━━━━━ Study text ━━━━━

Consider three boxes and $12$ balls of the same size. We have $3$ indistinguishable red balls and $9$ distinguishable blue balls. The first box can fit at most three balls, the second box can fit at most four balls and the third box can fit at most five balls. We put the balls into the boxes such that all the red balls go into the same box. What is the total number of ways to put all the balls in the boxes?

6 votes

Clearly, all the boxes are different. So, let's name them $\text{B1, B2, B3}.$ We need to put all balls in the boxes, so, $\text{B1}$ will have $3, \mathrm{~B} 2$ will have $4$ and $\text{B3}$ will have $5$ balls.

All red balls go in the same box: There are $3$ ways to do so.

**Way 1:** All red balls in Box $\text{B1} :$

Since all blue balls are distinct, so, we have $^9 \mathrm{C} _4$ ways to do so.

**Way 2:** All red balls in Box $\text{B2}:$

Since all blue balls are distinct, so, we have $9 \ast (^8 \mathrm{C}_3)$ ways to do so.

**Way 3:** All red balls in Box $\text{B3}:$

Since all blue balls are distinct, so, we have $^9 \mathrm{C}_2 \ast \; ^7 \mathrm{C}_3$ ways to do so.

━━━━━

# What is required:
Reproduce the ball-and-box counting text above in full, character for character.

━━━━━ Entries shown ━━━━━

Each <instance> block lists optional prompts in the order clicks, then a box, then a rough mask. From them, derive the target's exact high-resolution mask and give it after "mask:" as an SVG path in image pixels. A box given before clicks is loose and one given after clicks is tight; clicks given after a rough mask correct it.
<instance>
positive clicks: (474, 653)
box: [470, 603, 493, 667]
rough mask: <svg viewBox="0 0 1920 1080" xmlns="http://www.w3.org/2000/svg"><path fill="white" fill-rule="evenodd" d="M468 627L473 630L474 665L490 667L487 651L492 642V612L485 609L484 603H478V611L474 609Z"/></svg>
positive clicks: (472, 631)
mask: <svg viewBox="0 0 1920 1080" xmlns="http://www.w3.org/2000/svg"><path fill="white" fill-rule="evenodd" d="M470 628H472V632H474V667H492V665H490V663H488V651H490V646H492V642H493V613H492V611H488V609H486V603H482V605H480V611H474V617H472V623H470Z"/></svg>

━━━━━

# Result of this exercise:
Consider three boxes and $12$ balls of the same size. We have $3$ indistinguishable red balls and $9$ distinguishable blue balls. The first box can fit at most three balls, the second box can fit at most four balls and the third box can fit at most five balls. We put the balls into the boxes such that all the red balls go into the same box. What is the total number of ways to put all the balls in the boxes?

6 votes

Clearly, all the boxes are different. So, let's name them $\text{B1, B2, B3}.$ We need to put all balls in the boxes, so, $\text{B1}$ will have $3, \mathrm{~B} 2$ will have $4$ and $\text{B3}$ will have $5$ balls.

All red balls go in the same box: There are $3$ ways to do so.

**Way 1:** All red balls in Box $\text{B1} :$

Since all blue balls are distinct, so, we have $^9 \mathrm{C} _4$ ways to do so.

**Way 2:** All red balls in Box $\text{B2}:$

Since all blue balls are distinct, so, we have $9 \ast (^8 \mathrm{C}_3)$ ways to do so.

**Way 3:** All red balls in Box $\text{B3}:$

Since all blue balls are distinct, so, we have $^9 \mathrm{C}_2 \ast \; ^7 \mathrm{C}_3$ ways to do so.